**Instructions for the task:** Copy all of the rows below word for word, leaving out the pictures.

**Material for this exercise:**
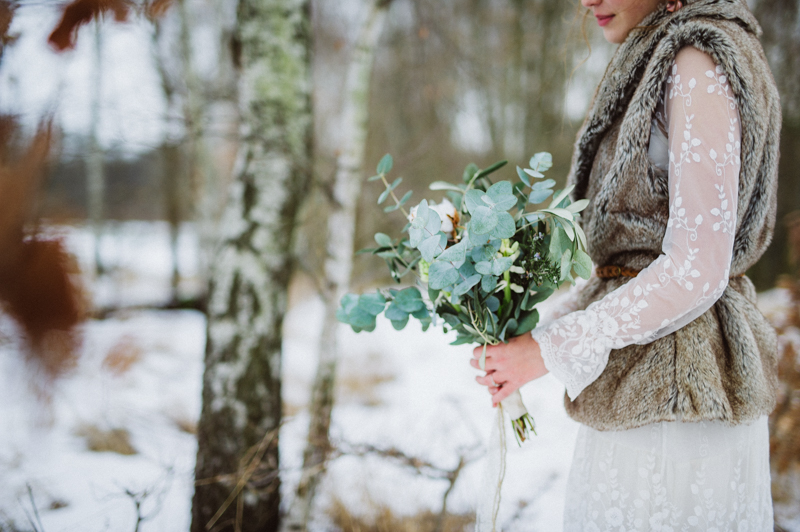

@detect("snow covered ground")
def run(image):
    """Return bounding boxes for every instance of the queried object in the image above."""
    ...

[0,223,796,532]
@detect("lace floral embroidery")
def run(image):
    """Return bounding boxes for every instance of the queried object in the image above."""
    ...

[531,49,741,399]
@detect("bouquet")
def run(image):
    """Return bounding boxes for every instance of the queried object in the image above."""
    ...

[337,152,592,444]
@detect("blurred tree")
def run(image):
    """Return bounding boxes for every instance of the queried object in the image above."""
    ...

[86,20,106,275]
[282,0,392,530]
[747,0,800,290]
[191,0,312,532]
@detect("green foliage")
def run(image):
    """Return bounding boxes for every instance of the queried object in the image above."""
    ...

[337,152,592,345]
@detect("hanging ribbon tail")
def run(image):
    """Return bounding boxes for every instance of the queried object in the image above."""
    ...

[475,402,506,532]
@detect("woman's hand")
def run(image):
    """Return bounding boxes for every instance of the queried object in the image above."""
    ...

[469,334,547,406]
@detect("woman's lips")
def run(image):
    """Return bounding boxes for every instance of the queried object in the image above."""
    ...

[595,15,614,26]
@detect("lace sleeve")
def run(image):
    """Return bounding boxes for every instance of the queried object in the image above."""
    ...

[531,48,741,399]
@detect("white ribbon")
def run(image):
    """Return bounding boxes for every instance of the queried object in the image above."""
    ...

[475,390,528,532]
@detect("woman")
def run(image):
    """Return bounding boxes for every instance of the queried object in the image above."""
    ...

[471,0,780,532]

**Result of this exercise:**
@detect("snow covered ground")
def run(image):
    """Return bounding boxes for every instance of the queried object in the image above."""
    ...

[0,223,796,532]
@detect("lace floral embroidery")
def run(image):
    """Return bounding boxes for every instance of the queried object in the image above."""
    ...

[531,49,741,399]
@detect("bouquet")
def run(image):
    """Return bounding boxes for every instance of the queried object in the image above."""
    ...

[337,152,592,444]
@detect("blurred tree")
def run(image):
    """Return bounding boxes for every instance of the queried object in the image above."""
    ...

[86,20,106,275]
[282,0,392,530]
[747,0,800,290]
[191,0,312,532]
@detect("green foliage")
def run(image):
    """Return bounding boxes for every instance of the queried object in the image above."""
    ...

[337,152,592,345]
@detect("hanging ribbon tail")
def run(image):
    """Return bounding boxes for every instance of the queried object in the image above."""
    ...

[475,402,506,532]
@detect("woman's hand")
def run(image):
    """Return bounding boxes for every instance of the queried object in the image above."""
    ...

[469,334,547,406]
@detect("woman's lips")
def run(image):
    """Return bounding boxes for every instance of the queried object in the image above."""
    ...

[595,15,614,26]
@detect("lace sleeve")
def run(image):
    """Return bounding boxes for every instance of the queried object in the image above."""
    ...

[531,48,741,399]
@detect("white ribbon")
def run(image):
    """Return bounding boxes for every instance of the queried object in the image above."""
    ...

[475,390,528,532]
@detect("woman")
def run(image):
    """Return bounding boxes for every instance of the queried object in the image above."""
    ...

[471,0,780,532]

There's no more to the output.